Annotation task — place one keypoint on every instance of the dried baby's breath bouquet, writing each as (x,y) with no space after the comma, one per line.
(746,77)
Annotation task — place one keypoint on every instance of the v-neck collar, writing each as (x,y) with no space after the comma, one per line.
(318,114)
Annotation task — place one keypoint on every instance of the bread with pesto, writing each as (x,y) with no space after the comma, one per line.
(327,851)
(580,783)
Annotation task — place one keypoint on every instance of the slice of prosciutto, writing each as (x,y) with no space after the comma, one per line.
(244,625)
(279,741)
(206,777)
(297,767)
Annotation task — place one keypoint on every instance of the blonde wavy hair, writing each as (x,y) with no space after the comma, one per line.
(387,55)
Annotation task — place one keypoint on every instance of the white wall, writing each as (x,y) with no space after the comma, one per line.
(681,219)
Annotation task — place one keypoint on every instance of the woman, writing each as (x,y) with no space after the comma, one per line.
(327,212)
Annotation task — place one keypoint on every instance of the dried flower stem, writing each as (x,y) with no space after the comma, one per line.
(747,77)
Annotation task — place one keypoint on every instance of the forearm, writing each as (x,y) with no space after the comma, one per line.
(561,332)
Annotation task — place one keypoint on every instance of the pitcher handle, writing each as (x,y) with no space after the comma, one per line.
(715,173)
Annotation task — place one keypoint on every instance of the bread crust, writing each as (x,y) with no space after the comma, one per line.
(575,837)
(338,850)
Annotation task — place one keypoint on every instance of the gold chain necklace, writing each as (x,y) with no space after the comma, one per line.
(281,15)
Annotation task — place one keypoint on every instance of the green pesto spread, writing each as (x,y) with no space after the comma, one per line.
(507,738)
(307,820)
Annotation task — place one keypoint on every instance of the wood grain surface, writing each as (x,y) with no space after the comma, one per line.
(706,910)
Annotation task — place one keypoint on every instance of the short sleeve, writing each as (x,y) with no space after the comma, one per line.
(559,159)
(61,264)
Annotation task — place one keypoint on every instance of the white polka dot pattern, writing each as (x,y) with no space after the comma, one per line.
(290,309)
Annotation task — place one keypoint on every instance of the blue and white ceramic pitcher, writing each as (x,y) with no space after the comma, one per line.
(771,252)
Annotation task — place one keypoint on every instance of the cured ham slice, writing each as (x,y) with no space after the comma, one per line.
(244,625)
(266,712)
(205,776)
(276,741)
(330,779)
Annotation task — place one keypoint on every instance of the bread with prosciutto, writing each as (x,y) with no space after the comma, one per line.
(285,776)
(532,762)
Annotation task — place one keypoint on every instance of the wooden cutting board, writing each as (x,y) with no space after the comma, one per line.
- - - -
WHAT IS ASKED:
Format all of the items above as a numbered list, one line per entry, omitting any blank lines.

EXPECTED OUTPUT:
1. Annotation task — place one keypoint on every instance of the dried baby's breath bouquet, writing each as (x,y) with no space after the comma, one per line.
2. (746,77)
3. Annotation task — place one keypoint on every instance of the v-neck collar, writing each as (x,y) with no space after the comma, one per line.
4. (318,114)
5. Annotation task — place one keypoint on every instance of the bread with pesto, writing each as (x,y) with no space after the comma, one per line.
6. (327,851)
7. (580,783)
8. Annotation task — place one keypoint on every instance of the slice of prosciutto, writing each as (x,y) with no space after the comma, one per line.
9. (244,625)
10. (279,741)
11. (206,777)
12. (297,767)
13. Annotation task — place one keypoint on every instance of the blonde wavy hair, writing each as (x,y) with no space after the comma, one per line.
14. (387,55)
15. Annotation task — place one keypoint on every instance of the white wall, writing each as (x,y) with no space after the comma, one per line.
16. (681,219)
17. Annotation task — place one keypoint on every instance of the woman, writing each as (x,y) with no space after the comma, one per line.
18. (327,212)
19. Annotation task — place one keypoint on every instance of the dried flower stem, writing each as (x,y) with no space after the comma, one per line.
20. (747,77)
21. Annotation task — place one keypoint on every instance of the forearm, writing each as (x,y) with no space after the comma, one per line.
22. (561,332)
23. Annotation task — place one keypoint on every instance of the pitcher handle, writing each as (x,y) with no space after the comma, one per line.
24. (715,173)
25. Annotation task — place one keypoint on every instance of the bread crust, writing each as (x,y) with no space after the comma, one per line.
26. (575,837)
27. (338,850)
28. Annotation task — place one keypoint on every instance of the gold chain necklace, writing each as (x,y) with no space after the comma, one per line.
29. (281,15)
30. Annotation task — place one keypoint on every instance of the green pesto spread, writing each as (x,y) with no space after the comma, one per line.
31. (507,738)
32. (307,820)
33. Annotation task — place one keypoint on every instance of the wood grain surface, writing each as (x,y) with no space after the comma, one per line.
34. (706,910)
35. Annotation task — place one keypoint on every instance of the short sleeve, writing each as (x,y) with no space after the comma, one per line.
36. (559,159)
37. (61,264)
38. Annotation task — place one keypoint on every instance of the white polka dot pattern, writing each as (x,y) with no space after the comma, one per line.
39. (290,309)
40. Annotation task — place one keypoint on every instance of the blue and white ceramic pitcher, writing each as (x,y) with no space after the comma, one per line.
41. (771,252)
42. Annotation task — place one keypoint on every instance of the cured ham slice, writing each as (x,y) with no space after the comma, one per line.
43. (244,625)
44. (266,712)
45. (205,776)
46. (276,741)
47. (330,779)
48. Annotation task — place one keypoint on every instance of the bread with prosciutto, writing each as (x,y) with no space after the comma, one per line.
49. (285,776)
50. (532,762)
51. Annotation task — place one keypoint on every instance of the wooden cutting board, writing each as (x,y) with no space after the comma, one per line.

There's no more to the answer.